→ **TAREFAS**:
1. Segundo o trecho sobre as visões para a Europa, a quem pertencia o único poder legislativo desde o nascimento da Comunidade Europeia?
2. Retome o texto sobre as duas visões para a Europa e continue-o a partir da última frase apresentada.

→ **TRECHO**:
A visão liberal-clássica e a visão socialista para a Europa são irreconciliáveis. Com efeito, o aumento no poder de um estado central — como proposto pela visão socialista — implica uma redução das quatro liberdade básicas (livre circulação de bens, livre oferta de serviços, livre movimentação de capital financeiro e livre migração) e certamente liberdades civis cada vez menores.

A história de uma batalha entre duas visões

Essas duas visões têm travado batalhas entre si desde os anos 1950. No início, o projeto das Comunidades Europeias era mais fiel à visão liberal-clássica.

As Comunidades Europeias eram formadas pela Comunidade Europeia do Carvão e do Aço, que criava um mercado comum para carvão e aço; pela Comunidade Econômica Europeia, que promovia a integração econômica; e pela Comunidade Europeia da Energia Atômica, que criava um mercado especial para energia nuclear, fazendo sua distribuição pela Comunidade. 

A Comunidade Europeia era composta por estados soberanos e assegurava as quatro liberdades básicas. Do ponto de vista do liberalismo clássico, um dos principais defeitos de nascença do projeto eram os subsídios e as intervenções da política agrícola. Da mesma forma, desde seu nascimento, o único poder legislativo pertencia à Comissão Europeia. Assim, uma vez que a Comissão fizesse uma proposta legislativa, o Conselho da União Europeia poderia sozinho, ou em conjunto com o Parlamento Europeu, aprovar a proposta.

Esse arranjo já continha em si as sementes da centralização. Consequentemente, o arranjo institucional, desde seu início, havia sido projetado para acomodar a centralização e o controle sobre as opiniões minoritárias, uma vez que a unanimidade não era necessária para todas as decisões, e as áreas em que a regra da unanimidade se fazia necessária foram sendo reduzidas ao longo dos anos.

→ **CONTEÚDO DOS DADOS**:
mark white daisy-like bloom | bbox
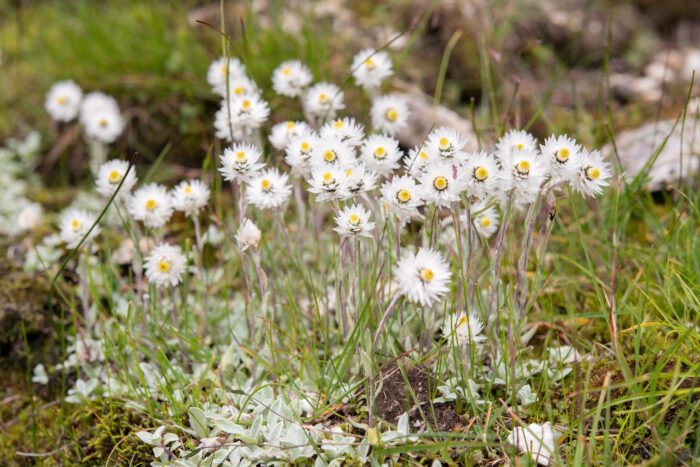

→ **RESPOSTAS POR TAREFA**:
1. À Comissão Europeia.

2.
O modelo liberal-clássico é defendido tradicionalmente pelos democratas-cristãos e por países como Holanda, Alemanha e Reino Unido. Porém, os social-democratas e socialistas, normalmente liderados pelo governo francês, defendem a versão imperialista da Europa. Com efeito, em decorrência de sua rápida queda em 1940, dos anos da ocupação nazista, de seus fracassos na Indochina, e da perda de suas colônias africanas, a classe dominante francesa utilizou a Comunidade Europeia para readquirir sua influência e seu orgulho, e para se recuperar da perda de seu império.[2]

Com o passar dos anos, houve uma lenta porém contínua tendência rumo ao ideal socialista: os países-membros foram sendo obrigados a direcionar cada vez mais dinheiro de impostos de seus cidadãos para custear os orçamentos cada vez maiores da União Europeia; houve uma crescente perda de autonomia nacional, com sua transferência praticamente integral para Bruxelas; e, após a crise financeira de 2008, adotou-se uma nova política regional que efetivamente redistribui riquezas por toda a Europa.

Tudo isso culminou na situação atual. 

Só o Reino Unido, em termos líquidos, paga 136 milhões de libras por semana para a União Europeia. Por outro lado, a Grécia há muito tempo não contribui nada para o orçamento da UE, dado que a Alemanha cobre indiretamente suas contribuições por meio de empréstimos que a UE faz para a Grécia.

Inúmeras regulamentações econômicas e "harmonizações burocráticas e tributárias" ajudaram a empurrar ainda mais o arranjo para essa direção socialista. As políticas intervencionistas e centralizadoras da União Europeia criaram uma sombria situação econômica e financeira para seus países-membros: desemprego em massa, finanças públicas descontroladas, e perspectivas de crescimento desanimadoras.

Tudo isso insuflou os desejos separatistas da população do Reino Unido. A imposição da União Europeia para que o país aceitasse imigrantes muçulmanos após o conflito na Síria foi a gota d'água.

A integração forçada

Com a recente enxurrada de refugiados e imigrantes entrando na Europa, a pressão dos cidadãos britânicos sobre para a saída aumentou. Os burocratas de UE propuseram espalhar os imigrantes por vários países da Europa de acordo com um plano de re-assentamento pré-definido. Naturalmente, os britânicos não gostaram da ideia, pois, além das questões que envolvem a segurança nacional, os novos imigrantes geram uma pressão adicional sobre o estado assistencialista britânico. 

E, mesmo que absolutamente nenhum imigrante fosse realocado para o Reino Unido, os britânicos ainda assim teriam de financiar ao menos parcialmente o re-assentamento dos imigrantes no resto da Europa por meio dos impostos que pagam para sustentar a União Europeia.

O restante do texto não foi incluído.